TASK OBJECTIVE:
Leave out all pictures and retype exactly the lines from the one with "Put one marker on each instance of the small" through the last line of the material.

[Image location labeling entries]
---
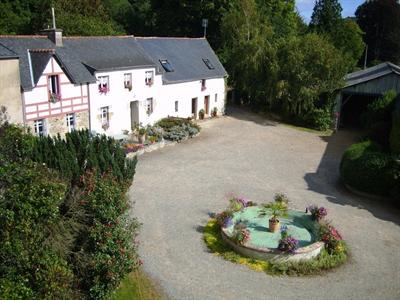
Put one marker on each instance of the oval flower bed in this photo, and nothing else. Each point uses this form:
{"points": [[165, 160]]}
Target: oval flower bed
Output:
{"points": [[307, 245]]}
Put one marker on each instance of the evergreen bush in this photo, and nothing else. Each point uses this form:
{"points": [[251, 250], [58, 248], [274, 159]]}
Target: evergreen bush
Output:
{"points": [[379, 110], [69, 236], [395, 134], [365, 167]]}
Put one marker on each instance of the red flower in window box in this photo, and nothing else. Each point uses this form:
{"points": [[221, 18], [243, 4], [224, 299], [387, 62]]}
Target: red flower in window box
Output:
{"points": [[103, 88]]}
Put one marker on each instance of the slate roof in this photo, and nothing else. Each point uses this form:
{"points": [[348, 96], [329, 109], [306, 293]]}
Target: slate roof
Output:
{"points": [[185, 56], [371, 73], [108, 53], [80, 57], [7, 53]]}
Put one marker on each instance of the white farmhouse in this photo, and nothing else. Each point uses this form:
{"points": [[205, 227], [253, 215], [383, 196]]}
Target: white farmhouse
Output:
{"points": [[109, 84]]}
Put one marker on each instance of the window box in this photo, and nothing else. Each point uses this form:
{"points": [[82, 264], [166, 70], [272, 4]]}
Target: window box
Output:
{"points": [[104, 86], [149, 106], [149, 79], [54, 94], [128, 81]]}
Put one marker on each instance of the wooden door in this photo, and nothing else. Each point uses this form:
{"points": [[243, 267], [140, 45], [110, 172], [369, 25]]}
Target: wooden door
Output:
{"points": [[207, 105], [194, 108]]}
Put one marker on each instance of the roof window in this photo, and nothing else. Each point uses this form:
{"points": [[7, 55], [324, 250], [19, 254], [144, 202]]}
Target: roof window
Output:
{"points": [[166, 65], [208, 64]]}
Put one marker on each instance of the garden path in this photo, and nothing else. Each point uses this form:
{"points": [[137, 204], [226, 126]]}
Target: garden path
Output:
{"points": [[176, 188]]}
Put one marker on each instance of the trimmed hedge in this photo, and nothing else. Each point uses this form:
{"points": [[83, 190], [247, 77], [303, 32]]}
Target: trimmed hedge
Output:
{"points": [[365, 167]]}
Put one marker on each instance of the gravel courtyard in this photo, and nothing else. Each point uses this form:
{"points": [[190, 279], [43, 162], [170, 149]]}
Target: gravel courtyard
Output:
{"points": [[177, 187]]}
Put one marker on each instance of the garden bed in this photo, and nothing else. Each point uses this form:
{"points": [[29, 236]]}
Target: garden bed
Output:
{"points": [[225, 237]]}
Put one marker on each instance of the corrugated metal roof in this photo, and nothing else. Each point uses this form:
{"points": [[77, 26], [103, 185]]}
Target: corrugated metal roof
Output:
{"points": [[185, 56], [371, 73]]}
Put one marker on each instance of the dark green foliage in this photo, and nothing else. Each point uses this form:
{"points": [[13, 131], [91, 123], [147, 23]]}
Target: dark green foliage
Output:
{"points": [[29, 208], [395, 134], [63, 239], [81, 151], [380, 20], [380, 110], [177, 129], [367, 168], [108, 252], [320, 119], [327, 16]]}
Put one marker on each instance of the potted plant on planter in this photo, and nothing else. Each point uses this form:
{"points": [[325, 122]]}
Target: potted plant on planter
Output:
{"points": [[276, 209], [202, 114]]}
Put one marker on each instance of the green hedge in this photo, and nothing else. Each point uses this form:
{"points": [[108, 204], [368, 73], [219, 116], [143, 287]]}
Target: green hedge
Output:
{"points": [[65, 231], [365, 167]]}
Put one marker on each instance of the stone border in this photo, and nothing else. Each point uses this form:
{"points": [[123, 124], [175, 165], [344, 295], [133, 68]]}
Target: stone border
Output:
{"points": [[157, 146], [367, 195], [304, 253]]}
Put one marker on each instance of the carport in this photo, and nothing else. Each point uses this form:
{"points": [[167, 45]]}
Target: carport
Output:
{"points": [[361, 88]]}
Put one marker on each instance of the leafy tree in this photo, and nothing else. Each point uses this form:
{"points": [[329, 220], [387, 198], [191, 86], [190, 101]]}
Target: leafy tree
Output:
{"points": [[309, 67], [380, 20], [249, 53], [326, 16]]}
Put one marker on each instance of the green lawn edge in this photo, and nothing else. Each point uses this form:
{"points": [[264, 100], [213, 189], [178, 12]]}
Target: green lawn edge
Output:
{"points": [[325, 261], [137, 286]]}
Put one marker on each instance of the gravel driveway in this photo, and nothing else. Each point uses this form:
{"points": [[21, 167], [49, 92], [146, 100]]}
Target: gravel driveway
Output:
{"points": [[177, 187]]}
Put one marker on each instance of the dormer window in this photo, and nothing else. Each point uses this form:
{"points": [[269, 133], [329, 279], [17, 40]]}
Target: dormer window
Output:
{"points": [[128, 81], [104, 86], [166, 65], [54, 88], [149, 78], [203, 85], [208, 63]]}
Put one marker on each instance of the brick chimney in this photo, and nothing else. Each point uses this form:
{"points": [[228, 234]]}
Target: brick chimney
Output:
{"points": [[54, 34]]}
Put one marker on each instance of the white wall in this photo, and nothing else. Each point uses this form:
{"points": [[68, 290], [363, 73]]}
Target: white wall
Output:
{"points": [[36, 102], [119, 99]]}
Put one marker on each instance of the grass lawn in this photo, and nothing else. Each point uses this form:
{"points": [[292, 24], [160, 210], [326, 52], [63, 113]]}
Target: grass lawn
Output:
{"points": [[137, 286]]}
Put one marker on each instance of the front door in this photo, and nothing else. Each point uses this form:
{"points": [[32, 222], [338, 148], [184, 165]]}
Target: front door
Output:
{"points": [[134, 113], [194, 108], [207, 105]]}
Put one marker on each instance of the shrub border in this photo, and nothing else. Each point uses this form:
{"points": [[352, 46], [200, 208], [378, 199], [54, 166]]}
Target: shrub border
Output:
{"points": [[324, 262]]}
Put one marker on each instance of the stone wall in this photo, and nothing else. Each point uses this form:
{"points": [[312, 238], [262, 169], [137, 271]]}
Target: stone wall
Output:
{"points": [[58, 125], [10, 89]]}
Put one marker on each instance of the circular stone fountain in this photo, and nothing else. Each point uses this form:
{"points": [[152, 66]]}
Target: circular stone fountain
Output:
{"points": [[263, 244]]}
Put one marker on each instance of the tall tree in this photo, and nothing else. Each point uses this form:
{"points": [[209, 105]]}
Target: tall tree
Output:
{"points": [[326, 16], [380, 20]]}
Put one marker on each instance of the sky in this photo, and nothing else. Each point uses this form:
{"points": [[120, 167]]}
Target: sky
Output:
{"points": [[305, 7]]}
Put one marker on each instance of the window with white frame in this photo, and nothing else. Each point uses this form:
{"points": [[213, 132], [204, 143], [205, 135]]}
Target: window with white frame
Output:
{"points": [[54, 88], [104, 84], [128, 81], [149, 106], [70, 118], [105, 117], [149, 78], [39, 126]]}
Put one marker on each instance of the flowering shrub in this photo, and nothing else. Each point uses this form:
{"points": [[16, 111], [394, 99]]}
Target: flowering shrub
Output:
{"points": [[224, 218], [288, 244], [240, 234], [331, 237], [317, 213]]}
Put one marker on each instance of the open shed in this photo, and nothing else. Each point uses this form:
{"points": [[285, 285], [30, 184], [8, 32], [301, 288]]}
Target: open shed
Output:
{"points": [[361, 88]]}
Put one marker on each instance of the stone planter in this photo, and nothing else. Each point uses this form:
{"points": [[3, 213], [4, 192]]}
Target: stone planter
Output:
{"points": [[274, 225]]}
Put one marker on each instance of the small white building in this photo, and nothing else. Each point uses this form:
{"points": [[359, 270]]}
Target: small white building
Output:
{"points": [[109, 84]]}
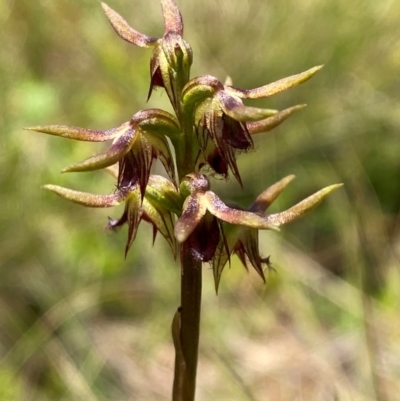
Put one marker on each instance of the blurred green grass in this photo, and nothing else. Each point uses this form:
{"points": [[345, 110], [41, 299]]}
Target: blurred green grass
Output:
{"points": [[77, 321]]}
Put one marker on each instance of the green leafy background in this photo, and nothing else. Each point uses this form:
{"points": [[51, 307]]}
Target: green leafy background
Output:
{"points": [[79, 322]]}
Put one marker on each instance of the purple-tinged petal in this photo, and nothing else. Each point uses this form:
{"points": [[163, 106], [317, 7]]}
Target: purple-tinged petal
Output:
{"points": [[161, 219], [194, 209], [274, 87], [134, 215], [121, 145], [234, 216], [157, 122], [270, 123], [86, 199], [264, 200], [79, 134], [172, 17], [125, 31], [204, 240], [303, 207]]}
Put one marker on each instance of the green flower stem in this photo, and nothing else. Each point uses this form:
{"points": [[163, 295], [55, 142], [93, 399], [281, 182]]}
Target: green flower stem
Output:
{"points": [[185, 370]]}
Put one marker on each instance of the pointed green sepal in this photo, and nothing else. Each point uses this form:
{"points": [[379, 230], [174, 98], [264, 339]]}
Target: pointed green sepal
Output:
{"points": [[125, 31], [172, 17], [275, 87], [270, 123], [234, 108], [264, 200], [234, 216], [197, 91], [303, 207], [161, 191], [121, 145], [86, 199], [79, 134], [194, 210]]}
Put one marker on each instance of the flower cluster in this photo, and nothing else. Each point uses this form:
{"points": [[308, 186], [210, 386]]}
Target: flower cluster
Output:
---
ANSWER FOR THIS EXERCISE:
Put one marker on each instance of the small white building in this photo, and nothing else. Each point uses this form:
{"points": [[359, 270]]}
Target: small white building
Output:
{"points": [[109, 84]]}
Put one marker on each instance of the blurred green grass in this photo, and nothing else. Each point uses this form:
{"points": [[345, 110], [41, 299]]}
Target: blurred green grass
Output:
{"points": [[77, 321]]}
Put one marker on each instance of the green leafy background in this photo, and nothing else. Each point uses this form:
{"points": [[51, 307]]}
Target: green leafy background
Output:
{"points": [[79, 322]]}
Put one marker on each instance of the purple-tinged petal in this photo, and nothing else. Each point uses this form:
{"points": [[163, 106], [317, 7]]}
Target: purple-tinged petal
Output:
{"points": [[161, 219], [194, 209], [274, 87], [134, 215], [121, 145], [234, 216], [157, 122], [270, 123], [86, 199], [264, 200], [79, 134], [172, 17], [125, 31], [204, 240], [303, 207]]}
Put one marker on each instance of the green flower stem in this photo, and nothing else. Each point uses this form:
{"points": [[163, 295], [55, 142], [93, 399], [281, 182]]}
Target: green flower stem
Output:
{"points": [[185, 370]]}
Put one marker on each instance of the pointed green sepal in this photo, and nothing else. Each point uses this form:
{"points": [[379, 230], [174, 98], [264, 339]]}
Target: pointed green sepal
Output:
{"points": [[125, 31], [172, 17], [275, 87], [270, 123], [234, 108], [264, 200], [234, 216], [197, 91], [303, 207], [161, 191], [121, 145], [86, 199], [79, 134], [194, 210]]}
Put one marker on each instance of the flower cluster in this photo, and nothing else. Each point uses this form:
{"points": [[308, 186], [210, 386]]}
Target: flower cluster
Output:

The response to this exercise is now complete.